Cuando éramos pequeños, cada rincón de la piscina militar estaba atestado por este tipo de curiosos insectos durante todo el verano. Desde los pequeños azules de cola fina, hasta los enormes «reyes» de tonos violáceos y colas a rayas, que aparecían en grupos al caer la tarde haciendo un zumbido crepitante.

Yo coleccionaba cabezas de libélulas de múltiples colores en cajas de cerillas. El resto de los cuerpos decapitados los dejaba en la entrada de algún hormiguero y disfrutaba viendo cómo los despedazaban e iban metiendo al interior. Algunas veces les cortaba las alas y, vivas, las dejaba indefensas a merced de la marabunta enloquecida. También solía diseccionarlas para comprobar la increíble musculatura de sus pectorales, que movían los dos pares de alas transparentes dibujadas con esa singular nervadura. Mi crueldad infantil no se conformaba y, cuando me aburría de arrancarles la cabeza, les metía una hoja acicular por detrás de sus alargados vientres para que arrancasen un pesado vuelo con esa cola postiza.

Los anisópteros son depredadores bastante agresivos que controlan la población de moscas y mosquitos. Al capturarlos, los hacíamos luchar enfrentándolos cogidos por las alas para que se mordiesen con sus potentes mandíbulas y se engancharan con sus patas prensiles hasta que uno resultase victorioso y el otro medio devorado. Los de color rojo intenso de cola ancha eran muy voraces, mientras que los más comunes de colores tenues anaranjados y amarillos solían perder los combates cuerpo a cuerpo. De los de gran tamaño, distinguíamos entre las reinas, de color pardo, y los todopoderosos reyes, de coloración violácea. A todas las especies, menos a las pequeñas, que sí llamábamos libélulas, en Sevilla les decíamos «zapateros».

Datos:
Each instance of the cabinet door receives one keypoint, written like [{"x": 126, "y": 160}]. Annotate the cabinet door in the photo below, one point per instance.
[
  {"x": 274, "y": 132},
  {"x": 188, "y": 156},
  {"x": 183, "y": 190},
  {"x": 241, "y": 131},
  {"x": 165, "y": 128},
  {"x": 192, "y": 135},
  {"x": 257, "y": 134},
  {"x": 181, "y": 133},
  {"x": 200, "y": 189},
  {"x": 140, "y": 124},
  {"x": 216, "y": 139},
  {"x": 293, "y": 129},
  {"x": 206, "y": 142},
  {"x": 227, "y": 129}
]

==

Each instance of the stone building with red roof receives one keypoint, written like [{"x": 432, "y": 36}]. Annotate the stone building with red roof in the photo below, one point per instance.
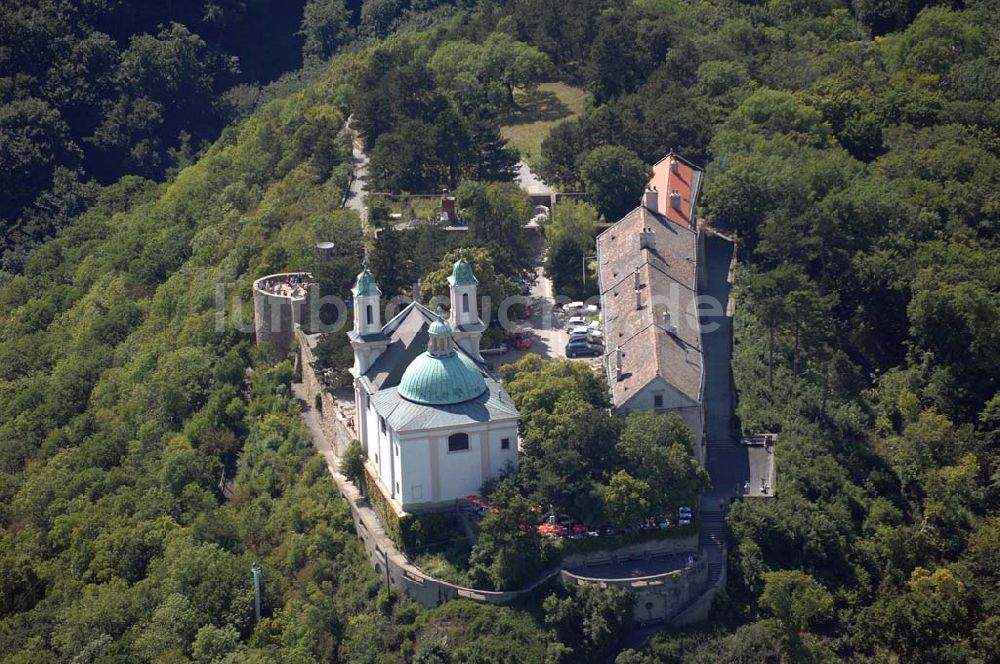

Tareas propuestas:
a: Determine si cada afirmación concuerda con el documento, respondiendo sí o no y citando literalmente las palabras que lo deciden:
(i) Las cabezas de libélulas se guardaban en cajas de cerillas.
(ii) Los anisópteros de colores tenues anaranjados y amarillos solían ganar los combates.
(iii) En Sevilla se llamaba «zapateros» también a las libélulas pequeñas.
b: Conteste brevemente, según el documento:
(i) ¿Qué lugar estaba atestado de estos insectos durante todo el verano?
(ii) ¿Qué poblaciones controlan los anisópteros?
(iii) ¿De qué color eran las reinas?
c: Reproduzca sin cambios el fragmento del documento que comienza en «Yo coleccionaba cabezas» y concluye en «esa cola postiza.».
Los registros no guardan relación alguna con el documento.

Respuestas por tarea:
a:
(i) Sí: «Yo coleccionaba cabezas de libélulas de múltiples colores en cajas de cerillas».
(ii) No: «solían perder los combates cuerpo a cuerpo».
(iii) No: «menos a las pequeñas, que sí llamábamos libélulas».

b:
(i) La piscina militar.
(ii) Las de moscas y mosquitos.
(iii) De color pardo.

c:
Yo coleccionaba cabezas de libélulas de múltiples colores en cajas de cerillas. El resto de los cuerpos decapitados los dejaba en la entrada de algún hormiguero y disfrutaba viendo cómo los despedazaban e iban metiendo al interior. Algunas veces les cortaba las alas y, vivas, las dejaba indefensas a merced de la marabunta enloquecida. También solía diseccionarlas para comprobar la increíble musculatura de sus pectorales, que movían los dos pares de alas transparentes dibujadas con esa singular nervadura. Mi crueldad infantil no se conformaba y, cuando me aburría de arrancarles la cabeza, les metía una hoja acicular por detrás de sus alargados vientres para que arrancasen un pesado vuelo con esa cola postiza.